[Location identification items]
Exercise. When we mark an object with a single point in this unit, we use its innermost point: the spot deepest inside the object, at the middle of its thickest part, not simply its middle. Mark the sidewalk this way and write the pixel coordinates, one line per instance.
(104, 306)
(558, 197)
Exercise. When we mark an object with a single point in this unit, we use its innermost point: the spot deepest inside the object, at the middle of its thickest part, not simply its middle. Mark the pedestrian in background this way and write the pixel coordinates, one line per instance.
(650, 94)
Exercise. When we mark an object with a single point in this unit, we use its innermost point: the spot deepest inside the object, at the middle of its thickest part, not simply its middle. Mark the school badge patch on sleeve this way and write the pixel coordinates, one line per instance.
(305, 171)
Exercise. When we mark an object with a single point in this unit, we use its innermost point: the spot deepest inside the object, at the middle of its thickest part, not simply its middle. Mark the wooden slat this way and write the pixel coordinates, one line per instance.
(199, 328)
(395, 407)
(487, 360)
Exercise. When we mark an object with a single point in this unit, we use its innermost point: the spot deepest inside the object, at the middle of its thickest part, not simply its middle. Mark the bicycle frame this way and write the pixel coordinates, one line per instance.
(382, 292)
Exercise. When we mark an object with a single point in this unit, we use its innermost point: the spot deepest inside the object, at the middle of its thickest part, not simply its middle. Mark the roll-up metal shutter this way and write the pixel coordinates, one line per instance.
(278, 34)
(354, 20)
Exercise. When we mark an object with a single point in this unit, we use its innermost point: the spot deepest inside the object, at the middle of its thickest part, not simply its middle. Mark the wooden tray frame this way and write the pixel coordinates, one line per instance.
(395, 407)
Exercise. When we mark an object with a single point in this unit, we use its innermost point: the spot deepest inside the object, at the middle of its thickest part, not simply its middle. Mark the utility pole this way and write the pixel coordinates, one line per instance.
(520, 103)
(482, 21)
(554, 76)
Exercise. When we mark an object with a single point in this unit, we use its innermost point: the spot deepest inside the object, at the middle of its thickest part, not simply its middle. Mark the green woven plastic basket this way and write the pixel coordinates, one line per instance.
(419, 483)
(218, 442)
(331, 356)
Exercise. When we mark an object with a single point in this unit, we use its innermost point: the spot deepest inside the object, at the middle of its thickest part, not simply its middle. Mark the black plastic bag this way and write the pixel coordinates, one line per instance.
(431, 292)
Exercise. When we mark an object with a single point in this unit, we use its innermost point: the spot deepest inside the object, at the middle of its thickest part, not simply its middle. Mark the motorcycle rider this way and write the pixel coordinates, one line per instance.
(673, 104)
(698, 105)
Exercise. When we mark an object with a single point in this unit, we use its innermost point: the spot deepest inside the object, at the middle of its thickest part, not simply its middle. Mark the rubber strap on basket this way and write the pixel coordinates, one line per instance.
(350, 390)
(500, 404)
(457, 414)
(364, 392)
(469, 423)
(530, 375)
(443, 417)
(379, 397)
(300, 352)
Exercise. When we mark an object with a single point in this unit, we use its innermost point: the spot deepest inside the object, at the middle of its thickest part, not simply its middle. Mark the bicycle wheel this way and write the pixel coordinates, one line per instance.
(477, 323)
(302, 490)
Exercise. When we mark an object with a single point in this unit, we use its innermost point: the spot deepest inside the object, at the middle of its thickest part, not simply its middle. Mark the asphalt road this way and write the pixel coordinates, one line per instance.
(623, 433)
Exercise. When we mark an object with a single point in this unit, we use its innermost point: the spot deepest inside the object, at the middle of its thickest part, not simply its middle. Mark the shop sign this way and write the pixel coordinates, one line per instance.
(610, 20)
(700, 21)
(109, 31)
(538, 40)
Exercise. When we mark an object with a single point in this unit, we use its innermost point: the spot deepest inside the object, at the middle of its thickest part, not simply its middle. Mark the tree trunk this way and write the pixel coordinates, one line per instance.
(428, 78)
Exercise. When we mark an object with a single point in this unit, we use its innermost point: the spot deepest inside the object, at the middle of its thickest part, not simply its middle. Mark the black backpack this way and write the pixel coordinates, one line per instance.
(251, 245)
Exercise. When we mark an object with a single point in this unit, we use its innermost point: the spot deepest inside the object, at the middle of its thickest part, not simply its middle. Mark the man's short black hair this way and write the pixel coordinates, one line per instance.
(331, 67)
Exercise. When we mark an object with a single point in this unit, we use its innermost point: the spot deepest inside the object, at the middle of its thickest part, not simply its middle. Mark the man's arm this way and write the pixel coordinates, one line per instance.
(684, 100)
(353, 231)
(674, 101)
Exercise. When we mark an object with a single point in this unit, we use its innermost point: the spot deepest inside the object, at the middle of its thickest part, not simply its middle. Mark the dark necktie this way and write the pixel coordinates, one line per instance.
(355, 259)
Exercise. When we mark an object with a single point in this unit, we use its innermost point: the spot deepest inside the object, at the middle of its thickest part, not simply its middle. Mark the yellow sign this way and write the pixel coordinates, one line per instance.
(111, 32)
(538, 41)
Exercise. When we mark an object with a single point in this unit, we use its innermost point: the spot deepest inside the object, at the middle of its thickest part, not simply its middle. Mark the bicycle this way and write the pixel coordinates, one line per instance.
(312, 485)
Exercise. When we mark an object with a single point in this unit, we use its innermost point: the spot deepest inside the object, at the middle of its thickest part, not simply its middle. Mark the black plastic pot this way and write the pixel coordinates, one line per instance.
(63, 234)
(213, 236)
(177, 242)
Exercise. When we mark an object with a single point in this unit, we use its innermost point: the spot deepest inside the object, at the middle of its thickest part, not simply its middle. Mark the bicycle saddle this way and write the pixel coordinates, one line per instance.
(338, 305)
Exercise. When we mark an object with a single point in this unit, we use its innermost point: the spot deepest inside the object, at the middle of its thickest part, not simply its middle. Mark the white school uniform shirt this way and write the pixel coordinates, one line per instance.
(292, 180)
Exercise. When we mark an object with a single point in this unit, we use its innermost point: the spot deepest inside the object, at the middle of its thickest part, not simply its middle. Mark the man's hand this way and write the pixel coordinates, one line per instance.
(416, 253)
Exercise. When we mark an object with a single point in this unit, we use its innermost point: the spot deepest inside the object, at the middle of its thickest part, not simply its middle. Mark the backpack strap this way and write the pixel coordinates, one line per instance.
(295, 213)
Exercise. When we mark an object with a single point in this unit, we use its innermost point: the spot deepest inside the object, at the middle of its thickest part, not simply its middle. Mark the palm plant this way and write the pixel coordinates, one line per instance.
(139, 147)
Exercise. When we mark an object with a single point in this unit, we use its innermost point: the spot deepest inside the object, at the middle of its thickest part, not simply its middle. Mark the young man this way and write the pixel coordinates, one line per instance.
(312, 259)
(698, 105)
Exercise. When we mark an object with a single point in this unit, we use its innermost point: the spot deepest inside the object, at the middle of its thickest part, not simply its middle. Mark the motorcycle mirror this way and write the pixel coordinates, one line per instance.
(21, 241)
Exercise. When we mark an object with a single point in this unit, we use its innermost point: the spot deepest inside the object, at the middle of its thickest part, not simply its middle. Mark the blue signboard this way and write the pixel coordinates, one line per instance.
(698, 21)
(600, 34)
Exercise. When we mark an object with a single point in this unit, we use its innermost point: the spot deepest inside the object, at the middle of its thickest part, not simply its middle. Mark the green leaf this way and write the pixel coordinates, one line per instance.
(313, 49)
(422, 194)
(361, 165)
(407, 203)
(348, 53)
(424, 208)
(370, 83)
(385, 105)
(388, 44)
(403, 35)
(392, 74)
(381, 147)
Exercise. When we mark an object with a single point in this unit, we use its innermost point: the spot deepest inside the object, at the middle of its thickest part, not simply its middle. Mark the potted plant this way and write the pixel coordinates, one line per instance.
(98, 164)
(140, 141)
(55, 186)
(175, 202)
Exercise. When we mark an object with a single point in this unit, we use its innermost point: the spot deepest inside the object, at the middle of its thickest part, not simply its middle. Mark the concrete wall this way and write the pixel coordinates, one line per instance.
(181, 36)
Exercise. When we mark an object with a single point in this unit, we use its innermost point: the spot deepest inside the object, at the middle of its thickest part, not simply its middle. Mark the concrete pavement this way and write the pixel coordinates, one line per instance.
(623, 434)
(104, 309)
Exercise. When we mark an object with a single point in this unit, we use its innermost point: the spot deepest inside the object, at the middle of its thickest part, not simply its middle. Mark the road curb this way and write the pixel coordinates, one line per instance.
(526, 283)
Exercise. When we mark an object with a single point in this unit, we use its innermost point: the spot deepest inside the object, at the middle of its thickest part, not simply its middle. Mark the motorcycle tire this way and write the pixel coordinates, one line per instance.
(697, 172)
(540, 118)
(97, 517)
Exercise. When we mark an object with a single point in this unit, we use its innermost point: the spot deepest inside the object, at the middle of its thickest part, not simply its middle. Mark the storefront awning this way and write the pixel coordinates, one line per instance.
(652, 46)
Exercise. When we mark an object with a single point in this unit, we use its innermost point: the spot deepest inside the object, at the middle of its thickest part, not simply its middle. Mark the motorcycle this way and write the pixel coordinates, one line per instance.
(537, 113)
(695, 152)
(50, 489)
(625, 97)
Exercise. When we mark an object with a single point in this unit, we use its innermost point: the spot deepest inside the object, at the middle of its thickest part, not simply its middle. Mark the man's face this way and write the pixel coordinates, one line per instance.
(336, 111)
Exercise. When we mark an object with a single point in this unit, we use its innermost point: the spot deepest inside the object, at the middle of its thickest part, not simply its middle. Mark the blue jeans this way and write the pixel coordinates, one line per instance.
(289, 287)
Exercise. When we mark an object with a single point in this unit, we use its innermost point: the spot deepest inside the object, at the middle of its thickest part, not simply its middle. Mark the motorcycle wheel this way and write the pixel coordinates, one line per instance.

— Task to complete —
Output only the lines from the one holding "the motorcycle this" through the last line above, exactly as they appear.

— Answer to this task —
Exercise. When we mark an object with a single point in this unit, we use its innermost point: the spot deepest inside the object, at the middle of its thickest part, not simply its middle. Mark the motorcycle this way and write the pixel coordinates, one line per instance.
(537, 113)
(695, 152)
(50, 489)
(625, 97)
Exercise. When we mark an object with a single point in this unit, we use its innermost point: the spot deepest inside the object, at the middle of its thickest part, not simply its middle. Mark the man's face this way and write the pixel coordinates, one line per instance.
(336, 111)
Exercise. When we mark an object with a single point in this unit, we use its innermost point: the spot deepest inside the object, at the middle of its thickest part, not simply its middle. Mark the blue jeans this way and write the pixel coordinates, one line per instance.
(289, 287)
Exercise. When we mark an object with a single point in this unit, we use its innermost point: the spot deepest inside the object, at the middle of its thickest part, not simply its middle. Mark the motorcycle wheel this way and write the pixel coordinates, one line per instance.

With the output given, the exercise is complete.